> **Short task 1**
In the victims' information booklet, what phone number is given for the Ontario Parole Board?

> **Document text**
:::

The recently passed Canadian Victims Bill of Rights (CVBR) has increased the amount and type of information to which registered victims are entitled. This booklet provides victims with information on what they are entitled to know, including the new entitlements contained in the CVBR, how to obtain that information, the role victims can play in CSC's and PBC's decision-making process, and other services offered at the federal level.
Are You Entitled to Receive Information?
You are entitled to receive information about a federal offender if:
- you have suffered physical or emotional harm, property damage or economic loss as a result of someone committing a criminal offence, even if the person who harmed you has not been prosecuted or convicted for the offence against you, but you have made a complaint to the police or Crown Attorney; or
- you are a victim's spouse, relative, common-law partner or dependant, or responsible for the care or support of a victim, by law or custody, where the victim is unable to act for him/herself (e.g., the victim is ill, incapacitated or is a child); or
- you are responsible for the care or support of a victim's dependant(s) in the case where the victim is deceased or otherwise unable to act for him/herself.
How Can You Receive Information?
Information about an offender is not provided automatically. You or someone you have authorized in writing to act on your behalf are required to submit a written request for information, commonly referred to as "registering". Should the offender be serving a sentence of two years or more, individuals may contact either CSC or PBC to request information. Once you register with one or the other organization, you will be entitled to receive information from both.
Should the offender be under provincial jurisdiction (i.e. the offender is serving a sentence of less than two years), you may contact either the provincial victim service office or PBC to receive information. In Ontario and Quebec you will need to contact the provincial parole boards of those provinces.
How Can You Register?
To find out how to register for the federal victim notification service and to obtain other general information, please call:
National Office for Victims
1-866-525-0554 (toll free)
Correctional Service of Canada
Parole Board of Canada
To ensure that you continuously receive timely notifications from CSC or PBC, it is important that you inform these agencies if your contact information changes.
To find out how to register for provincial victim notification services, you may contact your regional victim services, PBC, or for the province of Ontario, the Ontario Parole Board at 1-888-579-2888, or for the province of Quebec, the Quebec Parole Board at 1-866-909-8913. For contact information for the provincial or regional victim services in your area, you can search the national online Victim Services Directory (VSD), administered by the Policy Centre for Victim Issues (PCVI) at the Department of Justice Canada. You can access the VSD at: justice.gc.ca/eng/cj-jp/victims-victimes/vsd-rsv/index.html.
What Information are You Entitled to Receive?
By registering with CSC or PBC, you will be provided with the following:
- the offender's name;
- the offence the offender was convicted of and the court that convicted the offender;
- when the sentence began and the length of the sentence; and
- the eligibility and review dates applicable to the offender for temporary absences or parole.

:::

> **Short task 2**
Starting at the line with "Phrase: village" and ending at the last line of the listing, write those lines again with "roof" switched to "rooftop" and nothing else changed. Leave the pictures out.

:::

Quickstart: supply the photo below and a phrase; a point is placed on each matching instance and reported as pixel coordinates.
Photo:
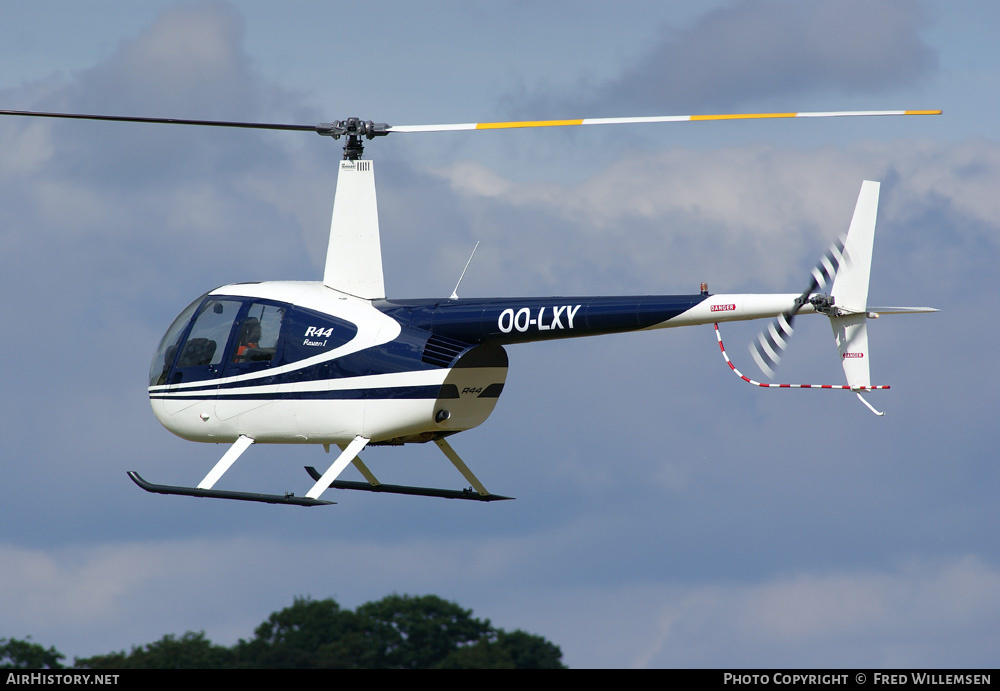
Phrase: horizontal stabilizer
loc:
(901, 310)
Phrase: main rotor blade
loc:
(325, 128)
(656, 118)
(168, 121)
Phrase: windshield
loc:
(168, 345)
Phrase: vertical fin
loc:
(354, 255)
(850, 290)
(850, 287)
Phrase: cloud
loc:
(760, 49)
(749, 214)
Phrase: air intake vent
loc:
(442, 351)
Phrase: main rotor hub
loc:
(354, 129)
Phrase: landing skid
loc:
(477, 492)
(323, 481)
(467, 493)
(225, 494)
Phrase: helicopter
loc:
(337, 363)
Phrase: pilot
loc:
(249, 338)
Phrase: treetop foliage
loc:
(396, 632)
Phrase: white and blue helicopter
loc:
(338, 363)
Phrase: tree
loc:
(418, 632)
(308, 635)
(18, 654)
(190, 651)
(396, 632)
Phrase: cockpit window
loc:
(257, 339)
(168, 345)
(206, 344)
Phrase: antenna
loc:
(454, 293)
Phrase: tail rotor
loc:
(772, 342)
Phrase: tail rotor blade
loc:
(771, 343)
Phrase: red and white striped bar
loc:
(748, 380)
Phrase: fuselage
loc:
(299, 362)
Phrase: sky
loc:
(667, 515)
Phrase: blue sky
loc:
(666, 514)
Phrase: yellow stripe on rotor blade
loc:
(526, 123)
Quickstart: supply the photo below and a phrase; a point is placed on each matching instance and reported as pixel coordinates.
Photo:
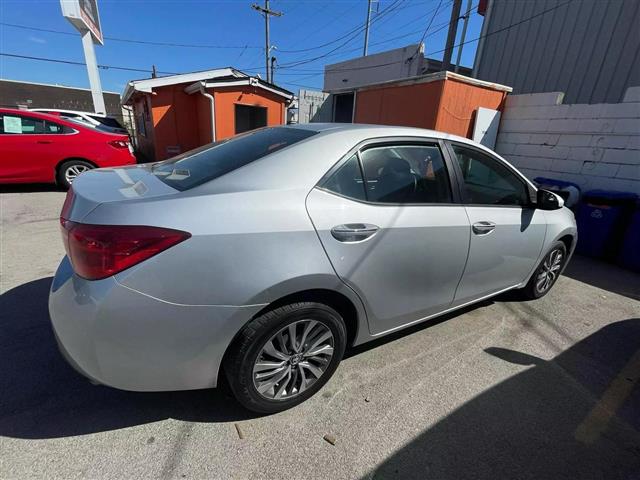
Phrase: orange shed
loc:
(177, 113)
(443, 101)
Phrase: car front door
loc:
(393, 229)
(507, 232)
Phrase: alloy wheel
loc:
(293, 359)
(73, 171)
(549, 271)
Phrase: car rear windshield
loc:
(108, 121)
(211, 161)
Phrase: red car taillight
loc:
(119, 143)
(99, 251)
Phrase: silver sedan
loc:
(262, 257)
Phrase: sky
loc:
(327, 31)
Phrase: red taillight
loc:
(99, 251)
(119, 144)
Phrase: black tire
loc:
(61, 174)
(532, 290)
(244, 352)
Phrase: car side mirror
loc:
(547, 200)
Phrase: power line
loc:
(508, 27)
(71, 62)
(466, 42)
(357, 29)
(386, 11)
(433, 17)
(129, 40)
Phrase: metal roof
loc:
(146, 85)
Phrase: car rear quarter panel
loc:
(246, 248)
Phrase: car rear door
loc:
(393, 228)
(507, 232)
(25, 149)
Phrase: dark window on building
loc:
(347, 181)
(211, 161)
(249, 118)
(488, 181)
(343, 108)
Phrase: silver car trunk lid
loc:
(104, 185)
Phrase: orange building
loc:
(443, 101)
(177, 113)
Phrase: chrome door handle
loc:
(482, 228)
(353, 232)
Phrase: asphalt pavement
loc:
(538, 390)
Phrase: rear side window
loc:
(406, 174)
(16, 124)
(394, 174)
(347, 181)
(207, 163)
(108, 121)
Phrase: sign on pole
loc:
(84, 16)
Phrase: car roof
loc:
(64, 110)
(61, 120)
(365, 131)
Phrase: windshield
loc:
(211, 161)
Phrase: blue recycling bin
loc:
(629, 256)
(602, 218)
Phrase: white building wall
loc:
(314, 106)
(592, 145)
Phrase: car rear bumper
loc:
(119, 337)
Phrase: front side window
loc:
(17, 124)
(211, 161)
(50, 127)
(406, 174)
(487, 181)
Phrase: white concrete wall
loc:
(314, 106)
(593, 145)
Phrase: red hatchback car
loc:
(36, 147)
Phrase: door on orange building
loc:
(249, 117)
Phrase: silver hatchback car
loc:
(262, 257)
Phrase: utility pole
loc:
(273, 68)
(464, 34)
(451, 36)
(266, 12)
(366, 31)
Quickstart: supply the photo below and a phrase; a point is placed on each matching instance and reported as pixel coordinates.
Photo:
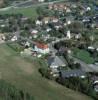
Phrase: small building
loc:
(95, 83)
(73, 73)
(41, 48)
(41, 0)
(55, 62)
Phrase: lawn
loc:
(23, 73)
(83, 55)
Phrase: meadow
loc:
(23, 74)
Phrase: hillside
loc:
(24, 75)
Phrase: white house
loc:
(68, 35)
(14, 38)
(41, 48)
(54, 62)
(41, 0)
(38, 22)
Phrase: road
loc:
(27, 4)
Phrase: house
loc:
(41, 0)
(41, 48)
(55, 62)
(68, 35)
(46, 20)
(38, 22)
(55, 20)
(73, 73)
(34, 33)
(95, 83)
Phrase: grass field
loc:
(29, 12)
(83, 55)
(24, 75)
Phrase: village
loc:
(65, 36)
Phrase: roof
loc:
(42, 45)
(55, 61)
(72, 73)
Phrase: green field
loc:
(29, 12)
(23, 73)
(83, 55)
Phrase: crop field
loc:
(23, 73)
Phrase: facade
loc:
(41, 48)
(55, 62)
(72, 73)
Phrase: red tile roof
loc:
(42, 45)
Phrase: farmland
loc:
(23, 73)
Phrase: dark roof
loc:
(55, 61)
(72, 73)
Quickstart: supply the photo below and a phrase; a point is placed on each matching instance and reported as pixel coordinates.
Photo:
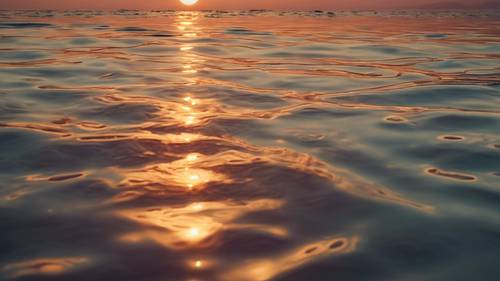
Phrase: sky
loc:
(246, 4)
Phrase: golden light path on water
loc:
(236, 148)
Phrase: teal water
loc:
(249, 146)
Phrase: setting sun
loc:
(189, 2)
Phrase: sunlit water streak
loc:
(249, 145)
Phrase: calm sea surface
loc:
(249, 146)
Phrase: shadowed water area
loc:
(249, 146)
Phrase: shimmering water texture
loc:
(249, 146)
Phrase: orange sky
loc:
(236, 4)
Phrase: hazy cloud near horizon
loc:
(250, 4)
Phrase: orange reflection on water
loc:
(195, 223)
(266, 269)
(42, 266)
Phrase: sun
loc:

:::

> **Written solution 1**
1-888-579-2888

> **Written solution 2**
Phrase: village
loc:
(65, 36)
Phrase: rooftop
loc:
(42, 45)
(55, 61)
(72, 73)
Phrase: green field
loc:
(29, 12)
(23, 73)
(83, 55)
Phrase: crop field
loc:
(23, 73)
Phrase: facade
loc:
(41, 48)
(55, 62)
(72, 73)
Phrase: red tile rooftop
loc:
(42, 45)
Phrase: farmland
loc:
(23, 73)
Phrase: dark rooftop
loc:
(55, 61)
(72, 73)
Quickstart: supply the photo below and a phrase; a point is placed on each matching instance and reported as pixel coordinates.
Photo:
Phrase: sky
loc:
(246, 4)
Phrase: golden light path on water
loc:
(236, 148)
Phrase: teal water
loc:
(249, 146)
Phrase: setting sun
loc:
(189, 2)
Phrase: sunlit water streak
loc:
(249, 145)
Phrase: calm sea surface
loc:
(249, 146)
Phrase: shadowed water area
loc:
(249, 146)
Phrase: shimmering water texture
loc:
(249, 146)
Phrase: orange sky
loc:
(236, 4)
Phrase: hazy cloud near horizon
loc:
(250, 4)
Phrase: orange reflection on water
loc:
(195, 223)
(266, 269)
(42, 266)
Phrase: sun
loc:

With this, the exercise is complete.